Copy the listing below word for word, from the start through the line containing "x=100, y=189", including both ends. Leave out the pictures.

START Entries

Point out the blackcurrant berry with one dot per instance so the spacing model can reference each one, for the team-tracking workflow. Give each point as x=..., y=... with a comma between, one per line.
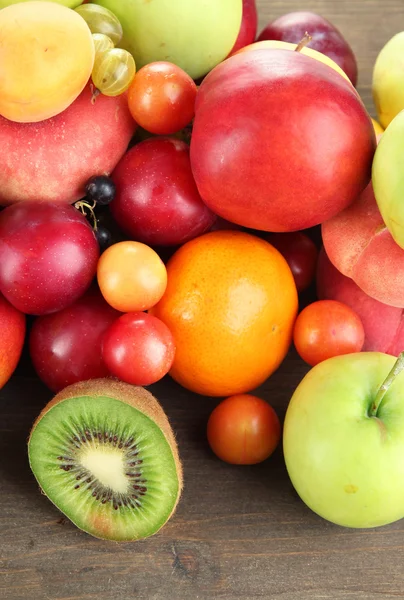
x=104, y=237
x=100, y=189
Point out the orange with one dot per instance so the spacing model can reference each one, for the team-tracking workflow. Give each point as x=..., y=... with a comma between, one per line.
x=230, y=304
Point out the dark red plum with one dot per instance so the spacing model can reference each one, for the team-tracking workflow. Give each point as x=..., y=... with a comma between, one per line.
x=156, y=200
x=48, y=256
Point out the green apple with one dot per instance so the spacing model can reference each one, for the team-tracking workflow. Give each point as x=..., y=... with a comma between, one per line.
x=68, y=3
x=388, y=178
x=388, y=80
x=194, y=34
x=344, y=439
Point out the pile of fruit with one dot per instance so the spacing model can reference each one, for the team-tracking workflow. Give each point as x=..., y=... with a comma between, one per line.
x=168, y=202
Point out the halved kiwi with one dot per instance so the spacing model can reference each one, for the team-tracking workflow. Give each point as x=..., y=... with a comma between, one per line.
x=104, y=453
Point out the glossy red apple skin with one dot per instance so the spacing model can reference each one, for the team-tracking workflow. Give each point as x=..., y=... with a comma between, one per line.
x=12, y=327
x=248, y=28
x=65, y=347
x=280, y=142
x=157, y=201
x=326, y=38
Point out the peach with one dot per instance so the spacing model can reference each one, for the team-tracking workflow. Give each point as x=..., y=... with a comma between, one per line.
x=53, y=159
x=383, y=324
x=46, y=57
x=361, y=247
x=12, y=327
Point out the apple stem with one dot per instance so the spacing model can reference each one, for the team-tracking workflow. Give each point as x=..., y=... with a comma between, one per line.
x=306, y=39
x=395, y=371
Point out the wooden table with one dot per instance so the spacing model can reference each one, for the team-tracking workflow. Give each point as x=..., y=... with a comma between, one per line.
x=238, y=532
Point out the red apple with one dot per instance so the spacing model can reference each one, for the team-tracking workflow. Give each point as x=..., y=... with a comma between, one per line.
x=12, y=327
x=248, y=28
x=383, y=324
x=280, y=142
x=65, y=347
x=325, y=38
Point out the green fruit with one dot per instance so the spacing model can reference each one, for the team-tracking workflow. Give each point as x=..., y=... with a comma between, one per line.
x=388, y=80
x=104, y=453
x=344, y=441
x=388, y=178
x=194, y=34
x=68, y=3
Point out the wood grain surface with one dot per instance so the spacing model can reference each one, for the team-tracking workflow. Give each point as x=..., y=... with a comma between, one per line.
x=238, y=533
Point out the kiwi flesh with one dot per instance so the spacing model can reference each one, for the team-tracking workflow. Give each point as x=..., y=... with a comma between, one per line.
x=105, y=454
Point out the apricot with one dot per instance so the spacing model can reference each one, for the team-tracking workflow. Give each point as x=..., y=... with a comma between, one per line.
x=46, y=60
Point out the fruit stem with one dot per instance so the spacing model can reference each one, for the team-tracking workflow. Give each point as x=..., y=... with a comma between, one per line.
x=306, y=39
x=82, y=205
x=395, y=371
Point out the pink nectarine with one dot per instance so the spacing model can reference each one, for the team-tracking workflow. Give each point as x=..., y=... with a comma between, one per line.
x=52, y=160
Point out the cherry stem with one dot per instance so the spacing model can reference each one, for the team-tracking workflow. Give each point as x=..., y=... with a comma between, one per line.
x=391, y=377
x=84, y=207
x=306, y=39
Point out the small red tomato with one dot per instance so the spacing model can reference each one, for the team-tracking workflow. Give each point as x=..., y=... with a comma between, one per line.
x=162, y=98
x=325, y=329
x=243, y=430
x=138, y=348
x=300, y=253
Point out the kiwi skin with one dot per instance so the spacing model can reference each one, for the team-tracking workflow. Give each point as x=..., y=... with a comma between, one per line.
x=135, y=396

END Entries

> **Written solution**
Point out the blackcurrant berry with one dot per instance so the spacing model can reference each one, for the team-tracking workflow. Give each point as x=..., y=... with a comma between, one per line.
x=104, y=237
x=100, y=189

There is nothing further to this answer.